# Try it
In the entries below, find every line with the string "cloud" and copy it.

# Material provided
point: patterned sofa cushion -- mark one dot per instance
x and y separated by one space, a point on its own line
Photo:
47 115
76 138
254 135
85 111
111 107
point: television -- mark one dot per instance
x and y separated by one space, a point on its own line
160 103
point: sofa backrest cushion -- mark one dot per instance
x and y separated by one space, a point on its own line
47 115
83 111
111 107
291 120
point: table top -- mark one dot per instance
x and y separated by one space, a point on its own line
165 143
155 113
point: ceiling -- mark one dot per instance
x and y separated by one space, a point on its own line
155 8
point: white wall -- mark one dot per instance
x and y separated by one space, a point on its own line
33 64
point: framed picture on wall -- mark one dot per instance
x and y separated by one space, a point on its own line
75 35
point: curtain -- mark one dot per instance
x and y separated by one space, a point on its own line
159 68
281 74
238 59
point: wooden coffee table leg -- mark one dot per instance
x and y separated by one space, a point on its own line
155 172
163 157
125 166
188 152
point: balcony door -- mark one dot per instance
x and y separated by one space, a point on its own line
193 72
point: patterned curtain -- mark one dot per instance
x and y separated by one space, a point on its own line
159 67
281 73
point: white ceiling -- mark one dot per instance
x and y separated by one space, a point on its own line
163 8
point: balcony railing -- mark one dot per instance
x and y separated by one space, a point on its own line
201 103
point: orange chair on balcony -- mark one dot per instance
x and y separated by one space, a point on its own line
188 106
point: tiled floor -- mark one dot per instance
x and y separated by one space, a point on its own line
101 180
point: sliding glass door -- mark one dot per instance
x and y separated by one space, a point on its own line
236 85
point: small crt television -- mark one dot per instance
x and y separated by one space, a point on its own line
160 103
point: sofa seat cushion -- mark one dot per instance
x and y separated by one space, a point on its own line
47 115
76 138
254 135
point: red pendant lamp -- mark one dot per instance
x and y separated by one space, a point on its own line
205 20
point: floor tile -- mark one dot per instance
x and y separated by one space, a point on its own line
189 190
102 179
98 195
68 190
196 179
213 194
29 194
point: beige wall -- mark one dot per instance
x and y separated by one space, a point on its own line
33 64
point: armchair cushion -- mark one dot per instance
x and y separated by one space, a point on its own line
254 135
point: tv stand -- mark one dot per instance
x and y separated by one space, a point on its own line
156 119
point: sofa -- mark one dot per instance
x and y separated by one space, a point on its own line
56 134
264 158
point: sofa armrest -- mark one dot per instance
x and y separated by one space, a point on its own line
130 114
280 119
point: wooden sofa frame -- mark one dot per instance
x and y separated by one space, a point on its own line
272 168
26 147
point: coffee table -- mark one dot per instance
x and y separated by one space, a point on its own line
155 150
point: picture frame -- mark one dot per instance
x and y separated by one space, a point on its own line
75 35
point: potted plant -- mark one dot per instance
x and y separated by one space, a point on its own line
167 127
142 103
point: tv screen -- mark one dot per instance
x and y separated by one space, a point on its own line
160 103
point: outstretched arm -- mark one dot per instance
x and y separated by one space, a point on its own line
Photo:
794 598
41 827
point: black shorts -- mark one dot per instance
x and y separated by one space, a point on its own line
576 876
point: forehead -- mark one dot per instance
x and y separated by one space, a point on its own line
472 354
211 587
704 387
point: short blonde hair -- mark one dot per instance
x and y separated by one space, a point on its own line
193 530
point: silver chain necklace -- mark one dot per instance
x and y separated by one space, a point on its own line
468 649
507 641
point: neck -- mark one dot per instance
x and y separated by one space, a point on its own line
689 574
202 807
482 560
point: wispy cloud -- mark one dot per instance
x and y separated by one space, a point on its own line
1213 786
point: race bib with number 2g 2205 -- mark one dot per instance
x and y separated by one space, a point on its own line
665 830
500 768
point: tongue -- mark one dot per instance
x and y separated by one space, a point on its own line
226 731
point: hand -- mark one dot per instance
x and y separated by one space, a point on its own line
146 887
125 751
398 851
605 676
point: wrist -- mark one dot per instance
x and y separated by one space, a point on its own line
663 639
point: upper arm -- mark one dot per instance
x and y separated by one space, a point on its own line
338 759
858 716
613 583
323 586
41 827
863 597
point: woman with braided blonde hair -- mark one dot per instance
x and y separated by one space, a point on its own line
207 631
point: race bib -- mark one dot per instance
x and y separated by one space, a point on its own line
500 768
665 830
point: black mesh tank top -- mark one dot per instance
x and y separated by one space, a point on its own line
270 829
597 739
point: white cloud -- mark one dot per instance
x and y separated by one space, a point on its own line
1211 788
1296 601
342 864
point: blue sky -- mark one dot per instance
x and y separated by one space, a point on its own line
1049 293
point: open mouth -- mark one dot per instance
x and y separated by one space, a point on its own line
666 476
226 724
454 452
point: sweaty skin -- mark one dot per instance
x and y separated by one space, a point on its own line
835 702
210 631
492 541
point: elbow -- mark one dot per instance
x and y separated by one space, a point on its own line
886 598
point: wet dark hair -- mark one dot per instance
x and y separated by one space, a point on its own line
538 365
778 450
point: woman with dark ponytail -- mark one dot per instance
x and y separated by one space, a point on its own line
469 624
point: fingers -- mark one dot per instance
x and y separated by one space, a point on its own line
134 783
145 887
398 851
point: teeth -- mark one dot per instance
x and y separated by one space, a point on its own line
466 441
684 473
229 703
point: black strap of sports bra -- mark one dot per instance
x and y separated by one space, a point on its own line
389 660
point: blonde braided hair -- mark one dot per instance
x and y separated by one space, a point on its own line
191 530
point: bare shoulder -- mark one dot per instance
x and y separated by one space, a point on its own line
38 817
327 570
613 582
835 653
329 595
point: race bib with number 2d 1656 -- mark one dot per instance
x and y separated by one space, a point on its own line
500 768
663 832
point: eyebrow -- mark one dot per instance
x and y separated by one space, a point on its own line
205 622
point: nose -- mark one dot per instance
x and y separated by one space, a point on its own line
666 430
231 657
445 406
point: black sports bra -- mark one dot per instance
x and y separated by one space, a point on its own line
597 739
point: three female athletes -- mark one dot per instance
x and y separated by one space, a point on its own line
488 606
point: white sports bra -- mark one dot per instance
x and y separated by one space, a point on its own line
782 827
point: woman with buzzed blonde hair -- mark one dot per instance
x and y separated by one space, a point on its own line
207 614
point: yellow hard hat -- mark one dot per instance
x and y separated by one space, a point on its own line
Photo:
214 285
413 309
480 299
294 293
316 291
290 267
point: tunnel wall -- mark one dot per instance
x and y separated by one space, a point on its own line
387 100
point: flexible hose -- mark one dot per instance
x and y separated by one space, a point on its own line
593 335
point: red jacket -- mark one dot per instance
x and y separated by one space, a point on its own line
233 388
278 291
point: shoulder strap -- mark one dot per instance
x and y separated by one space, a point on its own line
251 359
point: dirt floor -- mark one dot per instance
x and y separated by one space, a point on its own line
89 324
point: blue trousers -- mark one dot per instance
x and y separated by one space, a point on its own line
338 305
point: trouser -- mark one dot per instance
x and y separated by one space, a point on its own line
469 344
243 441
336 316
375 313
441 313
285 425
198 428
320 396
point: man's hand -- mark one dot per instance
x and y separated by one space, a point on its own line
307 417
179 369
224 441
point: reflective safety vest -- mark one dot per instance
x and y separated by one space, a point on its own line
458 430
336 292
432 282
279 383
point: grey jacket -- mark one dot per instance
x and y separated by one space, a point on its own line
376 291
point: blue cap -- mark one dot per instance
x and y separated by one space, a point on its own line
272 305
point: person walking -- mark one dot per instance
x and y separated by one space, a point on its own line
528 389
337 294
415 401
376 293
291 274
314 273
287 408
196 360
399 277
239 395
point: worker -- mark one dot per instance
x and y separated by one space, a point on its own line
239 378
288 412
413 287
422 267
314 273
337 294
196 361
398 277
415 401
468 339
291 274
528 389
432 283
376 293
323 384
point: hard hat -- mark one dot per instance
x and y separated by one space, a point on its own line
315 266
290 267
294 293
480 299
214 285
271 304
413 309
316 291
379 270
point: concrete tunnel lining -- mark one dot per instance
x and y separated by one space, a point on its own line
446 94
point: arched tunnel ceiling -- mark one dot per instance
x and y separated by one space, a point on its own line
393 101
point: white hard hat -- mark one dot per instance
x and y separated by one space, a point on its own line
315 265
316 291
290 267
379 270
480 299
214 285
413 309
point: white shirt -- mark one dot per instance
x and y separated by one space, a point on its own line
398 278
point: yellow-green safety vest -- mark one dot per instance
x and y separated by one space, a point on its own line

# Answer box
point: wispy cloud -- mark one dot per instance
point: white cloud -- mark one dot per instance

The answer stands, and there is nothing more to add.